**Texto para revisar:**
▶
21 de agosto de 2025
Francisco de Asís. Perugia. Italia
La única manera que conozco de vivir, es la de buscar la belleza en lo que me rodea. Como si pudiera salvarlo todo.
Quizá por eso vine a Italia, a buscar belleza, a empaparme de ella. En el momento en el que más la he necesitado.
Y experimento el placer de entrar en la Basílica y sorprenderme un día más con sus frescos. No son los de Giotto los que más me impresionan. Son los azules salpicados de estrellas de doradas de las bóvedas. Las pequeñas pinturas en los muros que me muestran la cantidad de santos que vivieron mucho antes que yo. Es quizá la sensación de sentir que pertenezco a una historia más grande que la mía lo que me emociona.
Rozo la pared y me regodeo en el tacto. Sonrío a los monjes franciscanos que vienen de todas partes del mundo a vivir aquí, a Asís.
Y aprovecho para pisarlo todo con mis zapatos dorados, como una suerte de Dorothy que ya no está en Kansas. Hago fotos mentales que olvidaré. Confío que la sensación no se me olvide.
De la caótica, decadente y vibrante Nápoles, donde he seguido los pasos de Sorrentino, llego a este lugar suspendido en el tiempo y me doy cuenta, de lo solas que están las personas.
Pienso en mi suerte. Yo me siento en solitud. Me encuentro con gente que está loca por hablar, que atropellan las palabras porque hace mucho que nadie los escucha. Tantas vivencias, tantas emociones y tantos recuerdos se agolpan en sus bocas. Y yo les escucho y sonrío. Es lo único que puedo hacer: escuchar. Sonreír.
Con diecisiete o dieciocho años me sentaba horas con personas mayores. Los escuchaba porque sabía que querían ser escuchados y al mismo tiempo, para mi, era como asistir a historia viva. Esas personas habían vivido la guerra civil. Esas personas habían conocido una España bajo la dictadura de Franco en la que yo no nací. A mi la democracia me vino dada. Regalada de manera fortuita.
Pienso en cuanta gente tiene historias que contar o pensamientos que compartir y me gustaría poder escucharlos a todos.
◀
Reproduce sin cambios el fragmento del texto sobre Asís que va desde "Pienso en mi" hasta "de manera fortuita.".

**Material recopilado:**
▶
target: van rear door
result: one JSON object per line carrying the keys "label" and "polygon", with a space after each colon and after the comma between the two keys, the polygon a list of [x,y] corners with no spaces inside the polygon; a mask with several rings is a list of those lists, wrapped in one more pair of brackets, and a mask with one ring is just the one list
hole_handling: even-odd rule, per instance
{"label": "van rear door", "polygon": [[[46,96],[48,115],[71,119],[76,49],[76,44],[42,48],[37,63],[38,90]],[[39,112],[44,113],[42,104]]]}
◀
**Respuesta:**
Pienso en mi suerte. Yo me siento en solitud. Me encuentro con gente que está loca por hablar, que atropellan las palabras porque hace mucho que nadie los escucha. Tantas vivencias, tantas emociones y tantos recuerdos se agolpan en sus bocas. Y yo les escucho y sonrío. Es lo único que puedo hacer: escuchar. Sonreír.
Con diecisiete o dieciocho años me sentaba horas con personas mayores. Los escuchaba porque sabía que querían ser escuchados y al mismo tiempo, para mi, era como asistir a historia viva. Esas personas habían vivido la guerra civil. Esas personas habían conocido una España bajo la dictadura de Franco en la que yo no nací. A mi la democracia me vino dada. Regalada de manera fortuita.